Can you recast every line of the items below as a numbered list, skipping blank lines and leaving the pictures out?

━━━━━━━━

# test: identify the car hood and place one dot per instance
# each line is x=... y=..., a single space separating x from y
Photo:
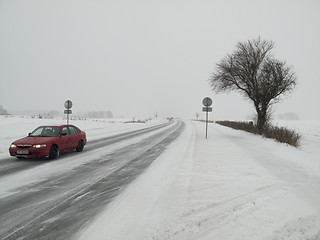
x=33 y=140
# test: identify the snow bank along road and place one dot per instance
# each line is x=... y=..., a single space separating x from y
x=43 y=199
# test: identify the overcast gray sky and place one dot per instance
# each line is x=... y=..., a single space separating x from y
x=140 y=57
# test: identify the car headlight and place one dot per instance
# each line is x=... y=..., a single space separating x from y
x=39 y=145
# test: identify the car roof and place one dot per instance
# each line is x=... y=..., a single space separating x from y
x=64 y=125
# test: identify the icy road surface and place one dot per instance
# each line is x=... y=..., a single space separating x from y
x=42 y=199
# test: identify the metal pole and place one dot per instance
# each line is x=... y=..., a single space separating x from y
x=206 y=124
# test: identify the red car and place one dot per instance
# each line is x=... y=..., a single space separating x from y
x=49 y=141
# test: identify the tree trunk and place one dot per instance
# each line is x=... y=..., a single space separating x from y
x=262 y=118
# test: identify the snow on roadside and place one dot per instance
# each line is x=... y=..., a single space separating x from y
x=234 y=185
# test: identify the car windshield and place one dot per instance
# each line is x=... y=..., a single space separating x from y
x=45 y=132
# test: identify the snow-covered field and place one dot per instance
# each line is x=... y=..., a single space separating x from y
x=233 y=185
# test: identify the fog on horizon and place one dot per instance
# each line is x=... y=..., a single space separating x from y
x=139 y=58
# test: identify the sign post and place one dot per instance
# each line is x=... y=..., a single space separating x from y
x=68 y=106
x=207 y=102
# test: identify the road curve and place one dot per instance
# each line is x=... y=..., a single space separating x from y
x=56 y=208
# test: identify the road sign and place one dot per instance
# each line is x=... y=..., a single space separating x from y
x=68 y=104
x=207 y=101
x=67 y=111
x=206 y=109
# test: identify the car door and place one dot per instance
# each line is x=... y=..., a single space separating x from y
x=74 y=137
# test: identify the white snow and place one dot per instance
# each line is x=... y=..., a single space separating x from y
x=233 y=185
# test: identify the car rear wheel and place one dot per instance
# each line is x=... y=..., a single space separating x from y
x=80 y=146
x=54 y=152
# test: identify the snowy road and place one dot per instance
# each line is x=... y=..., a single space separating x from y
x=37 y=203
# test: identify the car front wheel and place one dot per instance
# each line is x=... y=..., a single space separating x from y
x=54 y=152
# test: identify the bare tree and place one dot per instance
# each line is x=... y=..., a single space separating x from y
x=254 y=72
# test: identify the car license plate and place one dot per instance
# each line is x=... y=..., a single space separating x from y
x=22 y=152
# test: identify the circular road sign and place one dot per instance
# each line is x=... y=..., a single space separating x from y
x=68 y=104
x=207 y=101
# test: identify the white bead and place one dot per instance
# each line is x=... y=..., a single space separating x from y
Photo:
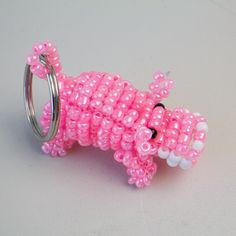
x=170 y=163
x=185 y=164
x=163 y=154
x=173 y=158
x=202 y=126
x=198 y=145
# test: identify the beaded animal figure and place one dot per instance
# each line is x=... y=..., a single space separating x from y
x=102 y=110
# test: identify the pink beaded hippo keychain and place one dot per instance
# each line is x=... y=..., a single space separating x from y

━━━━━━━━

Written response:
1. # test: identify the car hood and place one dot per instance
2. # each line is x=... y=..., a single space separating x from y
3. Photo:
4. x=33 y=140
5. # test: identify the snow bank along road and place one dot per instance
6. # each line is x=... y=..., a single space separating x from y
7. x=43 y=199
8. # test: identify the overcast gray sky and place one dot per instance
9. # each line is x=... y=..., a single space separating x from y
10. x=140 y=57
11. # test: identify the car headlight and place one dot per instance
12. # each line is x=... y=..., a single space separating x from y
13. x=39 y=145
14. # test: identify the car roof and place one dot per instance
15. # each line is x=... y=..., a single space separating x from y
16. x=64 y=125
17. # test: identify the icy road surface and place one dot per instance
18. # each line is x=... y=..., a single space separating x from y
19. x=42 y=199
20. # test: identify the metal pole and place one dot per instance
21. # each line is x=... y=..., a single space separating x from y
22. x=206 y=124
23. # test: identify the red car and place one dot per instance
24. # each line is x=... y=..., a single space separating x from y
25. x=49 y=141
26. # test: identify the tree trunk and place one dot per instance
27. # each line is x=... y=..., a single space separating x from y
28. x=262 y=118
29. # test: identify the snow on roadside and place one dot per instance
30. # each line is x=... y=..., a single space separating x from y
31. x=234 y=185
32. # test: identify the car windshield and place one dot per instance
33. # each line is x=... y=..., a single space separating x from y
34. x=45 y=132
35. # test: identify the snow-covered field and place one dot per instance
36. # each line is x=... y=..., a single space separating x from y
37. x=233 y=185
38. # test: identify the fog on horizon and place one dot per instance
39. # each line is x=... y=..., a single space separating x from y
40. x=139 y=58
41. # test: identify the sign post and place one dot per instance
42. # each line is x=... y=..., a single space separating x from y
43. x=68 y=106
44. x=207 y=102
45. # test: identify the road curve and place one dot per instance
46. # each line is x=... y=..., a single space separating x from y
47. x=56 y=208
48. # test: identify the road sign and place one dot per instance
49. # each line is x=... y=..., a single space separating x from y
50. x=68 y=104
51. x=207 y=101
52. x=67 y=111
53. x=206 y=109
54. # test: identify the car door and place one dot per instance
55. # each line is x=... y=..., a single space separating x from y
56. x=74 y=137
57. # test: identify the white snow and place one dot per instance
58. # each line is x=... y=..., a single space separating x from y
59. x=233 y=185
60. # test: identify the car rear wheel and place one dot per instance
61. # each line is x=... y=..., a single space separating x from y
62. x=80 y=146
63. x=54 y=152
64. # test: identify the snowy road and place one dot per instance
65. # each line is x=... y=..., a single space separating x from y
66. x=37 y=203
67. # test: identify the car front wheel and place one dot per instance
68. # each line is x=... y=..., a single space separating x from y
69. x=54 y=152
70. # test: identify the bare tree and place one dot per instance
71. # each line is x=... y=..., a single space separating x from y
72. x=254 y=72
73. # test: identify the car license plate and place one dot per instance
74. # each line is x=... y=..., a single space separating x from y
75. x=22 y=152
76. # test: identify the circular road sign and place one dot per instance
77. # each line is x=... y=..., a single space separating x from y
78. x=68 y=104
79. x=207 y=101
80. # test: identify the white bead and place one dot per instance
81. # each line is x=... y=..., a single space separating x from y
82. Photo:
83. x=170 y=163
84. x=185 y=164
85. x=163 y=154
86. x=173 y=158
87. x=202 y=126
88. x=198 y=145
89. # test: identify the beaded animal figure and place one dot per instance
90. # each line is x=... y=..., a single space separating x from y
91. x=102 y=110
92. # test: identify the pink beaded hippo keychain and place one dot per instance
93. # each line is x=... y=..., a single space separating x from y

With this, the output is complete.